[Begin SUPPLIED INFORMATION]
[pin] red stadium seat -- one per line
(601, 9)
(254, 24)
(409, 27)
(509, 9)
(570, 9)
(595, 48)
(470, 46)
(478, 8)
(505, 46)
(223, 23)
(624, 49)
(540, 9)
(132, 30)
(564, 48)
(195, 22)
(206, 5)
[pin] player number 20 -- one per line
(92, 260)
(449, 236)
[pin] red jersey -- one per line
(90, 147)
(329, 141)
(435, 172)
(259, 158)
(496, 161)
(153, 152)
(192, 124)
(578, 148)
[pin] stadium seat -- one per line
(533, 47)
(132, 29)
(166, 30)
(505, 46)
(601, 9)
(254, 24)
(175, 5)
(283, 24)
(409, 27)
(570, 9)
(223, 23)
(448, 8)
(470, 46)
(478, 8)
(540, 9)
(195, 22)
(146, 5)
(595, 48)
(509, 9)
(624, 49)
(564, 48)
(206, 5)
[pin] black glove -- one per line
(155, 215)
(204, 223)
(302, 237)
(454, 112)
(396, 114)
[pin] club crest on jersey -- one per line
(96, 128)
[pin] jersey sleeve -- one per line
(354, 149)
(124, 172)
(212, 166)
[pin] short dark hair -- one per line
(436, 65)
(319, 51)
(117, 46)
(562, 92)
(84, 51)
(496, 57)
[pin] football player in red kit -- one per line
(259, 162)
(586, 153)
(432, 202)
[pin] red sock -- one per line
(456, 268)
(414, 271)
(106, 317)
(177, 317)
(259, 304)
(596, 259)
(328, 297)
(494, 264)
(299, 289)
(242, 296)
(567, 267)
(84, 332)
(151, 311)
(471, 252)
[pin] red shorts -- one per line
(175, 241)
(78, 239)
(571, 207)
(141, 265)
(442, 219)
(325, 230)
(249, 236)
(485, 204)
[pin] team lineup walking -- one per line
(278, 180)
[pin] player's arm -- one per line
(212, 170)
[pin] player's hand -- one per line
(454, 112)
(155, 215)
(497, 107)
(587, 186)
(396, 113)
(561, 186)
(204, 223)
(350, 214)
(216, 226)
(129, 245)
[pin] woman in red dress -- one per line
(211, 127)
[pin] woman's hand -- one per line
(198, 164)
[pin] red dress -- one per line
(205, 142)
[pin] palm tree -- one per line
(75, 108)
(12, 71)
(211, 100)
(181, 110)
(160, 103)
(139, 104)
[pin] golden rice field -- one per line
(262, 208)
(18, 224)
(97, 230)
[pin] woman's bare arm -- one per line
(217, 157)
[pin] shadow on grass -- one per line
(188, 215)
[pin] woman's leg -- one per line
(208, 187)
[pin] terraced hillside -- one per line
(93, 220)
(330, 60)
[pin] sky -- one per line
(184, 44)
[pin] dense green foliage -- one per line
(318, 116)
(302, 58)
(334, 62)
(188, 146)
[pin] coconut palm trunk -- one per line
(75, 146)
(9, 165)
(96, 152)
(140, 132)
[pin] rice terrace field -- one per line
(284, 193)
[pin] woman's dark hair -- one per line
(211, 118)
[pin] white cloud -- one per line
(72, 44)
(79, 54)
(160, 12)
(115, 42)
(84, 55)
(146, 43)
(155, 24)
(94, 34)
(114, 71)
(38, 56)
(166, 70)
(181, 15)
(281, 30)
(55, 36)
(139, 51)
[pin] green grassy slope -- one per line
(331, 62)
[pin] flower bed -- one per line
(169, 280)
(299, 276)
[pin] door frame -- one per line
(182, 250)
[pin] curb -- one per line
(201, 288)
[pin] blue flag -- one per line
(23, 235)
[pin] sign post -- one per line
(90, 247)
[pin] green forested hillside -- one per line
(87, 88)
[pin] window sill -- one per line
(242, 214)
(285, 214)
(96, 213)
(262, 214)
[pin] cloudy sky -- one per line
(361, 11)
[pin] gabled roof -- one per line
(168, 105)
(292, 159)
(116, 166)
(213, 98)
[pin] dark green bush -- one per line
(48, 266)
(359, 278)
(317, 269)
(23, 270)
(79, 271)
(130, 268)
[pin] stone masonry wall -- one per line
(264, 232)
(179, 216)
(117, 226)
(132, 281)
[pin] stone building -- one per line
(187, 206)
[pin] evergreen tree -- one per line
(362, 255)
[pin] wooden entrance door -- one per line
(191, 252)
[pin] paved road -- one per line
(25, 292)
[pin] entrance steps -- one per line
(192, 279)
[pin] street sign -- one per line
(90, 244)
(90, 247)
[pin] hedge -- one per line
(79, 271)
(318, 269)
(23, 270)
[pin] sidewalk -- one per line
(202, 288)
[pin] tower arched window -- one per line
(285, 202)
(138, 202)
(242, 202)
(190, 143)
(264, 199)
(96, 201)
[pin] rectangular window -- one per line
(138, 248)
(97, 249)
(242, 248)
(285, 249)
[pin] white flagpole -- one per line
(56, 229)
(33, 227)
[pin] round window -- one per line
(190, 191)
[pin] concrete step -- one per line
[End SUPPLIED INFORMATION]
■ **GIVEN EXERCISE**
Print all of the entries above again, line for line and unchanged.

■ **RIGHT ANSWER**
[pin] red stadium seat -- one per line
(601, 9)
(254, 24)
(409, 27)
(509, 9)
(570, 9)
(595, 48)
(470, 46)
(478, 8)
(505, 46)
(223, 23)
(624, 49)
(540, 9)
(132, 30)
(564, 48)
(195, 22)
(206, 5)
[pin] player number 20 -- one per line
(92, 260)
(449, 236)
[pin] red jersey -- one per line
(90, 147)
(329, 141)
(435, 172)
(259, 158)
(496, 161)
(153, 152)
(192, 124)
(578, 148)
[pin] stadium seat -- one per line
(533, 47)
(132, 29)
(166, 30)
(505, 46)
(601, 9)
(254, 24)
(175, 5)
(283, 24)
(409, 27)
(570, 9)
(223, 23)
(448, 8)
(470, 46)
(478, 8)
(540, 9)
(195, 22)
(146, 5)
(595, 48)
(509, 9)
(624, 49)
(564, 48)
(206, 5)
[pin] black glove -- one per line
(155, 215)
(204, 223)
(302, 237)
(454, 112)
(396, 114)
[pin] club crest on jersey -- one per line
(96, 128)
[pin] jersey sleeve -- one per line
(354, 149)
(124, 172)
(212, 166)
[pin] short dark hair -- one per line
(436, 65)
(319, 51)
(117, 46)
(562, 92)
(84, 51)
(496, 57)
[pin] football player in red kit -- one per line
(259, 162)
(586, 153)
(432, 202)
[pin] red sock -- one per line
(456, 268)
(414, 271)
(106, 317)
(177, 317)
(259, 304)
(596, 259)
(328, 297)
(494, 264)
(299, 289)
(242, 296)
(567, 267)
(84, 332)
(151, 311)
(471, 252)
[pin] red shorts -- one per line
(175, 241)
(78, 239)
(571, 207)
(141, 265)
(442, 219)
(325, 230)
(249, 236)
(485, 204)
[pin] team lineup walking -- one per line
(278, 180)
[pin] player's arm -- one per line
(212, 170)
[pin] player's hand -- one per line
(454, 112)
(155, 215)
(497, 107)
(587, 186)
(396, 113)
(561, 186)
(204, 223)
(350, 214)
(216, 226)
(129, 245)
[pin] woman in red dress -- one per line
(211, 127)
[pin] woman's hand -- one per line
(198, 164)
[pin] red dress -- one per line
(205, 142)
[pin] palm tree -- one per line
(75, 108)
(12, 71)
(211, 100)
(181, 110)
(160, 103)
(139, 104)
[pin] golden rice field -- one per line
(262, 208)
(18, 224)
(97, 230)
[pin] woman's bare arm -- one per line
(217, 157)
[pin] shadow on grass -- one per line
(188, 215)
[pin] woman's leg -- one per line
(208, 187)
[pin] terraced hillside -- one per line
(93, 220)
(330, 60)
[pin] sky -- one per line
(184, 44)
[pin] dense green foliage -- one per line
(318, 116)
(302, 58)
(334, 62)
(188, 146)
[pin] coconut palm trunk -- one per line
(75, 146)
(9, 165)
(96, 152)
(140, 132)
[pin] rice terrace field -- one per line
(284, 193)
[pin] woman's dark hair -- one per line
(211, 118)
[pin] white cloud -- one per line
(72, 44)
(79, 54)
(160, 12)
(115, 42)
(84, 55)
(146, 43)
(155, 24)
(94, 34)
(114, 71)
(38, 56)
(166, 70)
(181, 15)
(281, 30)
(55, 36)
(139, 51)
[pin] green grassy slope -- one per line
(331, 62)
[pin] flower bed -- one per line
(169, 280)
(299, 276)
[pin] door frame -- one per line
(182, 250)
[pin] curb -- one per line
(201, 288)
[pin] blue flag -- one per line
(23, 235)
[pin] sign post -- one per line
(90, 247)
[pin] green forested hillside -- one per line
(87, 88)
[pin] window sill -- one per line
(242, 214)
(285, 214)
(96, 213)
(262, 214)
[pin] cloudy sky -- one per line
(361, 11)
[pin] gabled roof -- one per line
(168, 105)
(292, 159)
(116, 166)
(213, 98)
[pin] dark green bush -- one per line
(48, 266)
(359, 278)
(317, 269)
(23, 270)
(79, 271)
(130, 268)
[pin] stone masonry wall -- one per line
(264, 232)
(179, 216)
(117, 226)
(132, 281)
[pin] stone building -- one per line
(187, 206)
[pin] evergreen tree -- one per line
(362, 255)
[pin] wooden entrance door -- one per line
(191, 252)
[pin] paved road -- one per line
(25, 292)
[pin] entrance steps -- one per line
(192, 279)
[pin] street sign -- one per line
(90, 244)
(90, 247)
[pin] hedge -- one per line
(79, 271)
(318, 269)
(23, 270)
[pin] sidewalk -- one per line
(202, 288)
[pin] tower arched window -- one per line
(285, 202)
(138, 202)
(242, 202)
(190, 143)
(264, 199)
(96, 201)
[pin] rectangular window -- one per line
(138, 248)
(97, 249)
(242, 248)
(285, 249)
[pin] white flagpole -- one per line
(56, 229)
(33, 227)
[pin] round window -- one per line
(190, 191)
[pin] concrete step -- one per line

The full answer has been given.